* Фрагмент текста *
◇ ◇ ◇

И вот из всего этого не живого и не вполне человеческого вдруг, постепенно, по мере описания, стал возникать город, имеющий отчетливо человеческие черты. И это никак не было централизовано, за этим не стояла единая конструирующая воля. Это, действительно, было, как в истории про Адама: он называет имена, и мир прирастает новым.

Так и вырастала Москва. Когда она стала пригодной для жизни, оказалось, что кто-то уже придумал этикетку – "стабильность". Это уже то, что государство умеет: любую приятную вещь, любую человеческую инициативу возвести к себе, как к корню, просто потому, что "мы ведь не разогнали всю эту историю бульдозерами".

Идея стабильных нулевых и ужасных девяностых возникала на ходу, на протяжении 2003-2005-го годов, так же появилась идея контраста: лихие-стабильные, опасные-безопасные. Хотя, если посмотреть на нулевые, – Беслан, теракты, взорванные дома, Вторая чеченская – это ведь все там же. Но у нас ведь очень доверяют сказанному слову, культура существует вокруг называния и самоназвания: если на клетке написано "стабильность", прочитав это в четвертый раз, поневоле начнешь в нее верить.

◇ ◇ ◇

* Набор данных *
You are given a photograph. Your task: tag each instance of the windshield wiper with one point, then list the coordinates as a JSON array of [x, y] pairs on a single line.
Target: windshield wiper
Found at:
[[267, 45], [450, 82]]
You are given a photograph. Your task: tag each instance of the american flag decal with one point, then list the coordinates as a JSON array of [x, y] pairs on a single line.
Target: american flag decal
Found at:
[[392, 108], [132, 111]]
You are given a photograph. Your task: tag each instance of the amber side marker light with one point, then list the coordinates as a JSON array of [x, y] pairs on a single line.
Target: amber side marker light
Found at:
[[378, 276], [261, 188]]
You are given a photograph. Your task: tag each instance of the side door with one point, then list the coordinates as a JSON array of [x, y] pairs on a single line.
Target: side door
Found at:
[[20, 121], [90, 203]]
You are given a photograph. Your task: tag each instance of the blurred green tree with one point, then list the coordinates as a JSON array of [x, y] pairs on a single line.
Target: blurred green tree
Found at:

◇ ◇ ◇

* Письменное задание *
Перечислите все события, которые фрагмент называет, когда предлагает посмотреть на нулевые.

* Результат упражнения *
Беслан, теракты, взорванные дома, Вторая чеченская.